## [What you are asked to do]
Count the lines in the entries below that contain the string "candy", treating uppercase and lowercase letters as different. Reply with the number alone.

## [Extracted records]
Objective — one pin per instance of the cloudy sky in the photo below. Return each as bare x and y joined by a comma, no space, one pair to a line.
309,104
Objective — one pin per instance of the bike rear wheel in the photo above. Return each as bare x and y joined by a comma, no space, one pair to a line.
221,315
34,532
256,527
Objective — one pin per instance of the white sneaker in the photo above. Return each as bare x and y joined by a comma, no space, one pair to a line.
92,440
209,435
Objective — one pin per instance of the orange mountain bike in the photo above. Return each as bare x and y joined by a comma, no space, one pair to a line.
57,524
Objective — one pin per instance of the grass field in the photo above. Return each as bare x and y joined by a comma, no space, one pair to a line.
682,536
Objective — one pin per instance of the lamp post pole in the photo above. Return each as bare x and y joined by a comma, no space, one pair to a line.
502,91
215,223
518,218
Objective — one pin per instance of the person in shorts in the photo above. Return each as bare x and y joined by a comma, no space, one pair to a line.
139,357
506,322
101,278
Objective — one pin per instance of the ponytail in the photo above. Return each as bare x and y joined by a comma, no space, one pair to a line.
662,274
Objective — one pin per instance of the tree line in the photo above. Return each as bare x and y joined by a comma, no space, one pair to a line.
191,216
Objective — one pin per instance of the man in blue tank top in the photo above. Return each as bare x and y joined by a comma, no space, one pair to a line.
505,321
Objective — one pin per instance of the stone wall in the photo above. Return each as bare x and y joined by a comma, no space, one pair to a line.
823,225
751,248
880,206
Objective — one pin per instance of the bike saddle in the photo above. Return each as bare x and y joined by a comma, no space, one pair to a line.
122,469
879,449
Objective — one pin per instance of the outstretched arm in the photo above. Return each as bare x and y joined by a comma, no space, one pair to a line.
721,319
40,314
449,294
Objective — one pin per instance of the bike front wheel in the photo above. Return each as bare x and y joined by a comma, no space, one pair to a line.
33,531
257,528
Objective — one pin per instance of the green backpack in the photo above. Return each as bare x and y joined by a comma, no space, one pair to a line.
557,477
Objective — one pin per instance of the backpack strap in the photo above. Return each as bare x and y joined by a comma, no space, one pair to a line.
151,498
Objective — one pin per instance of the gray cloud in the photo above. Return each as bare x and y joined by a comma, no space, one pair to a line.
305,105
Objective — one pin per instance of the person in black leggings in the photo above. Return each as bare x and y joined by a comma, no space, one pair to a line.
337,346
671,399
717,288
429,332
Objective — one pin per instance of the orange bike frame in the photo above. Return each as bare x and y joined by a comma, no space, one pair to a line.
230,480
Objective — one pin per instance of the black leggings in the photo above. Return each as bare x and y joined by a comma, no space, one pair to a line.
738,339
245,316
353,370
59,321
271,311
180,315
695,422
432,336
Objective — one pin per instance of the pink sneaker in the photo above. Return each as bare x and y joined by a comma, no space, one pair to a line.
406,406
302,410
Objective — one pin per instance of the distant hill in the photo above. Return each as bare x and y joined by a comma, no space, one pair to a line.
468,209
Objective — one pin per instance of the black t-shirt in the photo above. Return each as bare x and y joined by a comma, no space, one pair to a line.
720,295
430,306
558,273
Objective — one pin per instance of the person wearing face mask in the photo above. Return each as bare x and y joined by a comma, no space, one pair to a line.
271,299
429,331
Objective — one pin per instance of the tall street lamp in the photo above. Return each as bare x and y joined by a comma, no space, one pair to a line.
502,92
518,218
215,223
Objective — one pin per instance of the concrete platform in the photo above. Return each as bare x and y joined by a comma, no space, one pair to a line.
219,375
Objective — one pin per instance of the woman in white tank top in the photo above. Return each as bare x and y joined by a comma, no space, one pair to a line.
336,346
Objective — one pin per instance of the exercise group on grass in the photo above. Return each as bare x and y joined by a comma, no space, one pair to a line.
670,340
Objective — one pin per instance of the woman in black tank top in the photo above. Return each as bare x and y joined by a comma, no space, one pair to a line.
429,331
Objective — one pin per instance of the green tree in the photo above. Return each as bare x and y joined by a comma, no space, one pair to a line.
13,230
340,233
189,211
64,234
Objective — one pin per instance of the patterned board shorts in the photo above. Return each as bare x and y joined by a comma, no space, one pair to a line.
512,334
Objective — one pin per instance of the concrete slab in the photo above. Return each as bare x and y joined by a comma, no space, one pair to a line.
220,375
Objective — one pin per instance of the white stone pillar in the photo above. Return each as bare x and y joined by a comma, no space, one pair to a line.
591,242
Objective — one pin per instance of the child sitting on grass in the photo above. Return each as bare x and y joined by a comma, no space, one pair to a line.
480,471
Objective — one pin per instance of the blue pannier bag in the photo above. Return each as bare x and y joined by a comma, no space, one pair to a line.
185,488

* * *

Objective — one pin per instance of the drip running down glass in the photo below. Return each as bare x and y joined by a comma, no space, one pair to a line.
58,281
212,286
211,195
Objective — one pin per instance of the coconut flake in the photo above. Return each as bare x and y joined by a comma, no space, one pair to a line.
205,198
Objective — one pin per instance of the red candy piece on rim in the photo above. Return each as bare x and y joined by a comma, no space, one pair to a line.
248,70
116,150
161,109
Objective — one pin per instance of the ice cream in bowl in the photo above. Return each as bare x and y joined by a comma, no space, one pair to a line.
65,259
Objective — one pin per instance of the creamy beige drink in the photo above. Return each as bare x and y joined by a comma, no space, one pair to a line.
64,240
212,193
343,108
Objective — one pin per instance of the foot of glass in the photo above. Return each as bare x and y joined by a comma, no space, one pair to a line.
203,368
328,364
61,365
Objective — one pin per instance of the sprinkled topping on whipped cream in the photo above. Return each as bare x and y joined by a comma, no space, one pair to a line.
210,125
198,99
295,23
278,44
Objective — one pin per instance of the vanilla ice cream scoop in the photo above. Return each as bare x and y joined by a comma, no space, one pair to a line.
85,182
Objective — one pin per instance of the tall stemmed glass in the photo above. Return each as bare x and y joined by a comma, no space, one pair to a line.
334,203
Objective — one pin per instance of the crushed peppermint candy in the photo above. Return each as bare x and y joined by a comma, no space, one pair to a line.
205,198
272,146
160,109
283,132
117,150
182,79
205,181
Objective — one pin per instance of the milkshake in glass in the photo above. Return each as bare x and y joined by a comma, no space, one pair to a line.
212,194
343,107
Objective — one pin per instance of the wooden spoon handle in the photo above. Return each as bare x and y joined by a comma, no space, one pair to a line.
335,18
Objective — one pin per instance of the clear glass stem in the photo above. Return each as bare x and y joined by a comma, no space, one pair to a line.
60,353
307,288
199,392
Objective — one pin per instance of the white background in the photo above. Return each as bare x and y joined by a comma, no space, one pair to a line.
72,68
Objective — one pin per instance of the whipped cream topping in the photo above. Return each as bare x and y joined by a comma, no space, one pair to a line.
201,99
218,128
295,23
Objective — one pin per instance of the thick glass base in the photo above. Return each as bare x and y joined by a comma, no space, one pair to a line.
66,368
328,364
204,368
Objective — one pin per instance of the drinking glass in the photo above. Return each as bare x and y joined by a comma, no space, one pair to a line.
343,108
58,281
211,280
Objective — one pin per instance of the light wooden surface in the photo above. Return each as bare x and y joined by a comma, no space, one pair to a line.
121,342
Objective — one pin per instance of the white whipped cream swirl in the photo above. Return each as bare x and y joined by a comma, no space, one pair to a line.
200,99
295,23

--

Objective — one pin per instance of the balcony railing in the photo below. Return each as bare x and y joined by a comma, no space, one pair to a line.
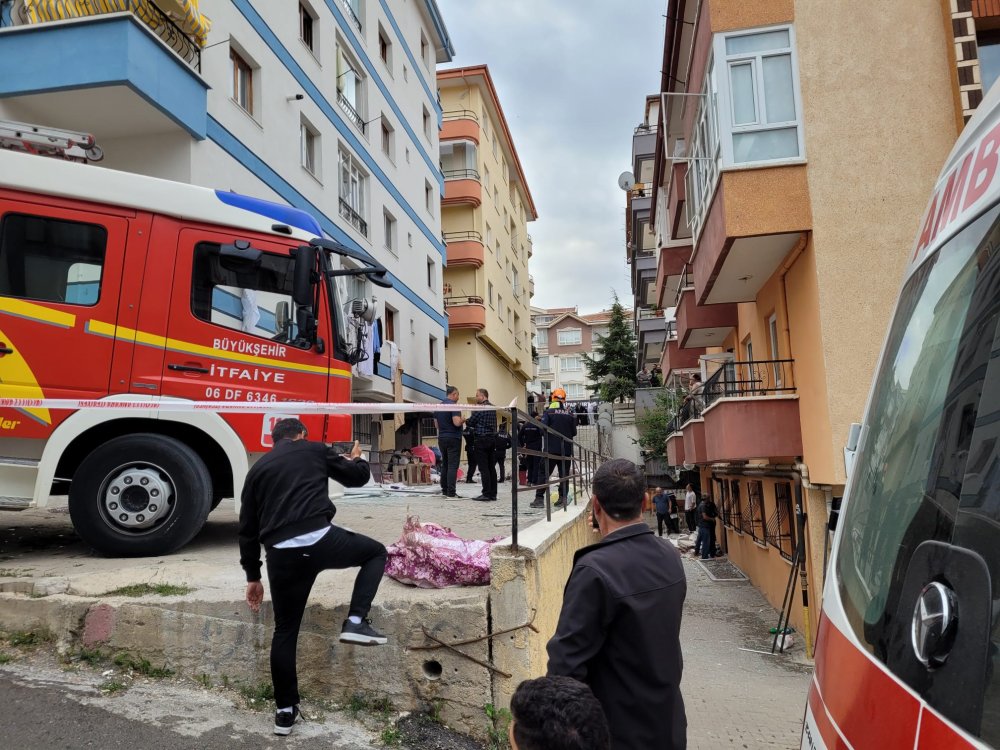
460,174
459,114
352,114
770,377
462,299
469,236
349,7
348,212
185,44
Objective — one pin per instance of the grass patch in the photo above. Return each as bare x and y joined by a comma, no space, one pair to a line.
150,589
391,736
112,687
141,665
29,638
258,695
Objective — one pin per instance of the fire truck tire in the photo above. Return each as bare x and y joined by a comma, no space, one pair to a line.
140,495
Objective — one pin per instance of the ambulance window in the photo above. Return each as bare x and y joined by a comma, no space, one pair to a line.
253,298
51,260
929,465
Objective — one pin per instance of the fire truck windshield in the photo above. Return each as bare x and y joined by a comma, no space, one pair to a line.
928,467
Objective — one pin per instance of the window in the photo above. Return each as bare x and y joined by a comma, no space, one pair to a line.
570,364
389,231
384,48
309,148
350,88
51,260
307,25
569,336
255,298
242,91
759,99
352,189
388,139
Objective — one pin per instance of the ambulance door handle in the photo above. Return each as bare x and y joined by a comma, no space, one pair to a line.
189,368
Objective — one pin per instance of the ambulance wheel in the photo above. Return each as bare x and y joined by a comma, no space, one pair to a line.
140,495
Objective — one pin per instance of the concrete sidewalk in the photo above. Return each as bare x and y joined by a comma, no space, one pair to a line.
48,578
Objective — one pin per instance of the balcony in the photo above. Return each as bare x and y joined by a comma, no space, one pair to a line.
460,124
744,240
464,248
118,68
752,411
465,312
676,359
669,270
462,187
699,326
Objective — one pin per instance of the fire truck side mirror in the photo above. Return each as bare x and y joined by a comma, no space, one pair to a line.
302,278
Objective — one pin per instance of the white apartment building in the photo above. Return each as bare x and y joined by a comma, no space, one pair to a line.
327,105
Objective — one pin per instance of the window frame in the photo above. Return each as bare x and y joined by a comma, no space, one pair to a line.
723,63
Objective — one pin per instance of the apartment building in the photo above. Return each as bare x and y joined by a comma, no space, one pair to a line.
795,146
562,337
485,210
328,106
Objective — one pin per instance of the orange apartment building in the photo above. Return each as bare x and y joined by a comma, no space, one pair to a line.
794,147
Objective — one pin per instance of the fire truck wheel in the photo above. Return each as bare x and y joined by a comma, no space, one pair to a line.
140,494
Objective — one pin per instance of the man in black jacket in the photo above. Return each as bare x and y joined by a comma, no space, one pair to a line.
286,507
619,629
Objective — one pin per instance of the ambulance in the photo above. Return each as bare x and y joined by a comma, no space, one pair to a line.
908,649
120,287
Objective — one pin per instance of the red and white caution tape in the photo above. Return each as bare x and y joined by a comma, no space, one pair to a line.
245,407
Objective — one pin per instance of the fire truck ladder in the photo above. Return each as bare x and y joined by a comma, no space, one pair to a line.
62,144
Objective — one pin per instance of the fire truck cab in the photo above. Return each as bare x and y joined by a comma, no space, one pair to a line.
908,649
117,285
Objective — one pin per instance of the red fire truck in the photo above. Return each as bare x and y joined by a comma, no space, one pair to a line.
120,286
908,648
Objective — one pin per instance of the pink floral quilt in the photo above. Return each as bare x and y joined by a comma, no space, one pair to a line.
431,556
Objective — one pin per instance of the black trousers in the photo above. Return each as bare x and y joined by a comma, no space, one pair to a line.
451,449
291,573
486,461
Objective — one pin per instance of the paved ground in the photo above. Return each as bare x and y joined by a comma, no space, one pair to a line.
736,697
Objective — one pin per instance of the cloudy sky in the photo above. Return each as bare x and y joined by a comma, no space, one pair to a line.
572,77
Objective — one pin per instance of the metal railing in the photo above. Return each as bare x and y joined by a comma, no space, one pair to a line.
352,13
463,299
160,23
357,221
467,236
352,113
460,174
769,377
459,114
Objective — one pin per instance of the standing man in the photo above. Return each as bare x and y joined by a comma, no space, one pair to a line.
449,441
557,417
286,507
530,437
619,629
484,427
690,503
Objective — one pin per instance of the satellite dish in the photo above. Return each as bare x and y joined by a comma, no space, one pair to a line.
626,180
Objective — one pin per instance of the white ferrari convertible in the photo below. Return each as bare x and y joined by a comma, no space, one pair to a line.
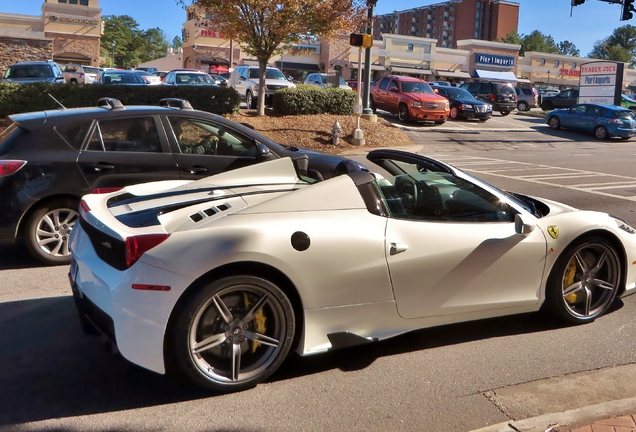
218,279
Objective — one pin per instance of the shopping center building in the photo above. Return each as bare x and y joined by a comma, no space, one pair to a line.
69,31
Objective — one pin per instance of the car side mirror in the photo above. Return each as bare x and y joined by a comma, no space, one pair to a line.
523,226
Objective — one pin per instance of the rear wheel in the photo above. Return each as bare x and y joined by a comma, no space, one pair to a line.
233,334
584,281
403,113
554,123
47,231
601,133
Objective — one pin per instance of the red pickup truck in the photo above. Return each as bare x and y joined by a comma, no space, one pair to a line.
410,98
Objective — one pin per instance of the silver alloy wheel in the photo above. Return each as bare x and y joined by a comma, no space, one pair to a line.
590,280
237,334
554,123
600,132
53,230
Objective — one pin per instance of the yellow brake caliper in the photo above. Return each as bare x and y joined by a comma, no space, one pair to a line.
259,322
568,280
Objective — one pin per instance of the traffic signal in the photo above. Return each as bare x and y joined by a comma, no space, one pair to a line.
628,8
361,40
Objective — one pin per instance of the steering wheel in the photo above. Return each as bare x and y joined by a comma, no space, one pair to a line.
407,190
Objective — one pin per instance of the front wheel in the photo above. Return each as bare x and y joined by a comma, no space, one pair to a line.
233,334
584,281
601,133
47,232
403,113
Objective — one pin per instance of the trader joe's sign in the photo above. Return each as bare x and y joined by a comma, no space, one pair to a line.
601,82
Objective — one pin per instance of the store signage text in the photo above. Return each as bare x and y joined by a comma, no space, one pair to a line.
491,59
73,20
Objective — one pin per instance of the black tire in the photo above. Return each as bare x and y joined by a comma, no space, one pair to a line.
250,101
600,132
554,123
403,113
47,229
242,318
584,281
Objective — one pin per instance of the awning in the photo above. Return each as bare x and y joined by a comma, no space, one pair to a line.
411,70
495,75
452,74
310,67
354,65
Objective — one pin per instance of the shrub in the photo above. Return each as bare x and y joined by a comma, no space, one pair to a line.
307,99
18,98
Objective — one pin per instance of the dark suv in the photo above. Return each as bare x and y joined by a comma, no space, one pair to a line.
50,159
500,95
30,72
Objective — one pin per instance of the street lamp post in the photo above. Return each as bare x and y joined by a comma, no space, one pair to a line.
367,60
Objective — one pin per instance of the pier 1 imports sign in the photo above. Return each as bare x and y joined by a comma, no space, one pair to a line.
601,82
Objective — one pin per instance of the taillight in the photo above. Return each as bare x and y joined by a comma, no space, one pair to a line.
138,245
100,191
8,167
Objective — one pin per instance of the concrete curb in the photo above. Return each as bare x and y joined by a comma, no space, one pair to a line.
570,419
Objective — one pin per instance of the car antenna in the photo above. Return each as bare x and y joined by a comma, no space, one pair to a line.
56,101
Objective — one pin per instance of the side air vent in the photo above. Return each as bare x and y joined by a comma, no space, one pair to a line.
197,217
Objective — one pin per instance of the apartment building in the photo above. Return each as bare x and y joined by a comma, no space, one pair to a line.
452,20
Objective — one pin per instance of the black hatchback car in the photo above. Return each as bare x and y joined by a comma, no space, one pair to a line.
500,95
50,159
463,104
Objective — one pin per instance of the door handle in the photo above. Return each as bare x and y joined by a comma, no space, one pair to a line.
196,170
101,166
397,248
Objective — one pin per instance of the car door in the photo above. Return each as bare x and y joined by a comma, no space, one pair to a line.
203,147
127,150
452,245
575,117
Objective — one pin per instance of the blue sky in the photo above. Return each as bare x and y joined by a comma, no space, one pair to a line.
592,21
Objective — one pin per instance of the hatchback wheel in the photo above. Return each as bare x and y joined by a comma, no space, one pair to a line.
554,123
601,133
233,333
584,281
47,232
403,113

## [Worked solution]
2